_Task statement_
Start at the top line and retype the data exactly through to the end.

[Extracted data — start]

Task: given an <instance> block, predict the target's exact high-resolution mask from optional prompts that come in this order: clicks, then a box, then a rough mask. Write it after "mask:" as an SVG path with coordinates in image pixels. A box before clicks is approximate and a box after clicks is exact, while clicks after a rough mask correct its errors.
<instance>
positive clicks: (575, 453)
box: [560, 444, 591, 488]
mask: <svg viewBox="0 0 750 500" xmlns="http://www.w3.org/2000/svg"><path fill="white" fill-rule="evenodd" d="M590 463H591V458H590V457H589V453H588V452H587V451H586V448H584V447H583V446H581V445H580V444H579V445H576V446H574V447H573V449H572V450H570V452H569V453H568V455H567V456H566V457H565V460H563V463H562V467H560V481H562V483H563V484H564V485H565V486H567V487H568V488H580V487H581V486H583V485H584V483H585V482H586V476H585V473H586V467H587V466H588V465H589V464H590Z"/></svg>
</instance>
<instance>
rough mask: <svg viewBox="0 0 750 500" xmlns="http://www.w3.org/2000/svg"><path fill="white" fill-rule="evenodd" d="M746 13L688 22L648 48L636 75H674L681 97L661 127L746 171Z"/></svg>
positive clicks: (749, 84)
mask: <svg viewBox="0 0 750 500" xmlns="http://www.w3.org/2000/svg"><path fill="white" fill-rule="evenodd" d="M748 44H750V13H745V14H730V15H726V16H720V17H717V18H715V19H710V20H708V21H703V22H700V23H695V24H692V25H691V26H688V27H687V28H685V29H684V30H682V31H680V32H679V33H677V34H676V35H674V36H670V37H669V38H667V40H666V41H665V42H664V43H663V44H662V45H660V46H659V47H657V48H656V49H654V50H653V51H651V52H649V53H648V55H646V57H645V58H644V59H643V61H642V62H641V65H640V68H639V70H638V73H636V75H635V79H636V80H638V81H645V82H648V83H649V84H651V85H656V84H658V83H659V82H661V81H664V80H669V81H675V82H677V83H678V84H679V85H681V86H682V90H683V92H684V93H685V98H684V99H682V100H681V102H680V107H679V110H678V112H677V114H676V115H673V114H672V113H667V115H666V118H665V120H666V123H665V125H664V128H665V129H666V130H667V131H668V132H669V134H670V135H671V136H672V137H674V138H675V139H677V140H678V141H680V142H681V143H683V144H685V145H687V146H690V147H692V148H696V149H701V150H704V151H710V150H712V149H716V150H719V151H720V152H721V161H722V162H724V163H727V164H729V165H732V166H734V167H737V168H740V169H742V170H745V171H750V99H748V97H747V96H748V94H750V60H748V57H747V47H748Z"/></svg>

[Extracted data — finish]

_Result of the exercise_
Task: given an <instance> block, predict the target's exact high-resolution mask from optional prompts that come in this order: clicks, then a box, then a rough mask. Write it after "mask:" as an SVG path with coordinates in image pixels. A box before clicks is approximate and a box after clicks is exact, while clicks after a rough mask correct its errors.
<instance>
positive clicks: (575, 453)
box: [560, 444, 591, 488]
mask: <svg viewBox="0 0 750 500" xmlns="http://www.w3.org/2000/svg"><path fill="white" fill-rule="evenodd" d="M590 463H591V458H590V457H589V453H588V452H587V451H586V448H584V447H583V446H581V445H580V444H579V445H576V446H574V447H573V449H572V450H570V452H569V453H568V455H567V456H566V457H565V460H563V463H562V467H560V481H562V483H563V484H564V485H565V486H567V487H568V488H580V487H581V486H583V485H584V483H585V482H586V476H585V473H586V467H587V466H588V465H589V464H590Z"/></svg>
</instance>
<instance>
rough mask: <svg viewBox="0 0 750 500" xmlns="http://www.w3.org/2000/svg"><path fill="white" fill-rule="evenodd" d="M746 13L688 22L648 48L636 75H674L681 97L661 127L746 171Z"/></svg>
positive clicks: (749, 84)
mask: <svg viewBox="0 0 750 500" xmlns="http://www.w3.org/2000/svg"><path fill="white" fill-rule="evenodd" d="M748 44H750V13H745V14H730V15H726V16H720V17H717V18H715V19H710V20H708V21H703V22H700V23H695V24H692V25H691V26H688V27H687V28H685V29H684V30H682V31H680V32H679V33H677V34H676V35H674V36H670V37H669V38H667V40H666V41H665V42H664V43H663V44H662V45H660V46H659V47H657V48H656V49H654V50H653V51H651V52H649V53H648V55H646V57H645V58H644V59H643V61H642V62H641V65H640V68H639V70H638V73H636V75H635V79H636V80H638V81H645V82H648V83H649V84H651V85H656V84H658V83H659V82H661V81H664V80H669V81H675V82H677V83H678V84H679V85H681V86H682V90H683V92H684V93H685V98H684V99H682V100H681V102H680V107H679V110H678V112H677V114H676V115H673V114H672V113H667V115H666V118H665V120H666V123H665V125H664V128H665V129H666V130H667V131H668V132H669V134H670V135H671V136H672V137H674V138H675V139H677V140H678V141H680V142H681V143H683V144H685V145H687V146H690V147H692V148H696V149H701V150H704V151H710V150H712V149H716V150H719V151H720V152H721V161H722V162H724V163H727V164H729V165H732V166H734V167H737V168H740V169H742V170H745V171H750V99H748V97H747V96H748V94H750V60H748V57H747V47H748Z"/></svg>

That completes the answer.